* Work to complete
1. Answer these questions from the post on red pollen:
(a) What color is the rock purslane blossom?
(b) Besides rock purslane, which two flowers does the post say yield red pollen?
(c) About how much pollen does a typical bee colony gather and consume in a year?
2. Does each statement agree with the post on red pollen? Answer yes or no, and quote the words that settle it.
(a) Rock purslane is a drought-tolerant perennial.
(b) According to Gary, honey supplies the bees' protein.
(c) Flies are among the visitors to rock purslane.
3. Continue the post on red pollen from the point where it stops.

* Excerpt
--------

Posts Tagged: red pollen
Getting the Red Out
"Where do bees get red pollen?" we were asked. "We've seen bees packing blood-red pollen at the entrance to a hive."
Well, one flower that yields red pollen is rock purslane (Calandrinia grandiflora). It's a drought-tolerant perennial, a succulent.
Interestingly enough, the blossom itself is neon pink or magenta, the kind that cyclists wear to be seen.
Rock purslane attracts its share of honey bees, bumble bees, carpenter bees, leafcutter bees and sweat bees. Other pollinators, including flies, land on it, too. It's a good plant to brighten your garden and to observe the wide variety of floral visitors.
Other flowers that yield red pollen include henbit (Lamium amplexicaule) and horse chestnut (Aesulus hippocastanum).
Bees collect pollen as a protein source to rear their brood.
"The importance of pollen to the health and vigor of the honey bee colony cannot be overstated," writes Norman Gary, emeritus professor of entomology, in his book, Honey Bee Hobbyist, The Care and Keeping of Bees. "Honey satisfies the bees' carbohydrate requirement, while all of the other nutrients--minerals, proteins, vitamins and fatty substances--are derived from pollen."
"Nurse bees consume large amounts of pollen, converting it into nutritious secretions that are fed to developing larvae," Gary points out. "During an entire year, a typical bee colony gathers an consumes about 77 pounds of pollen."
And some of it is red!

Honey bee packing red pollen from rockpurslane. (Photo by Kathy Keatley Garvey)

--------

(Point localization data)
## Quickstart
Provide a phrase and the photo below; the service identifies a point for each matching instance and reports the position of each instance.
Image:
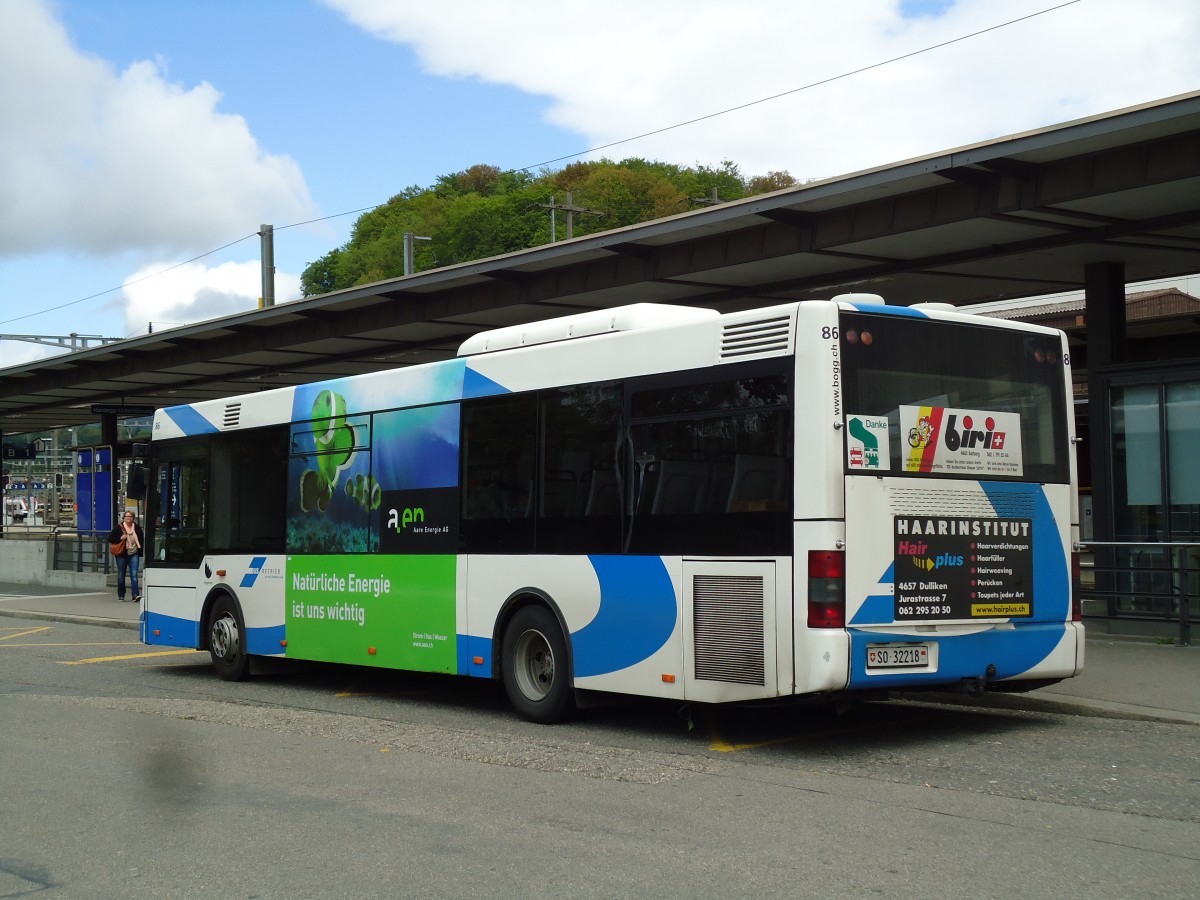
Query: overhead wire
(591, 150)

--------

* Task-by-task results
1.
(a) Neon pink or magenta.
(b) Henbit (Lamium amplexicaule) and horse chestnut (Aesulus hippocastanum).
(c) About 77 pounds.

2.
(a) Yes: "It's a drought-tolerant perennial, a succulent."
(b) No: "Honey satisfies the bees' carbohydrate requirement, while all of the other nutrients--minerals, proteins, vitamins and fatty substances--are derived from pollen."
(c) Yes: "Other pollinators, including flies, land on it, too."

3.
Honey bee heading toward rock purslane. (Photo by Kathy Keatley Garvey)
Red-Eye Flight?
Unlike airplane pilots, honey bees don't file a flight plan.
They know where they're going because their sisters tell them with their waggle dances.
Pollen. Nectar. Propolis. All good.
Bees seem to really like the pollen on rock purslane (Calandrinia grandiflora). It's red, but they can't see red; red appears to them as black.
Gardeners who grow rock purslane (Calandrinia grandiflora) in their yards are accustomed to seeing bees gathering red pollen.
Beekeepers? When they open their hives and see all the different colors of pollen--including yellow, orange, pink, purple, white and red--do they know where the red might have come from?
Interestingly, last year a beekeeper in the Red Hook neighborhood of Brooklyn, N.Y., reported seeing red--red honey. Finally, she realized her bees had been sipping maraschino cherry juice from vats at a nearby maraschino cherry company and bringing red "nectar" back to the hives.
It didn't taste like honey. That's because it wasn't.
The New York Times noted: "A fellow beekeeper sent samples of the red substance that the bees were producing to an apiculturalist who works for New York State, and that expert, acting as a kind of forensic foodie, found the samples riddled with Red Dye No. 40, the same dye used in the maraschino cherry juice."
Bee can't see red but a lot of other folks did.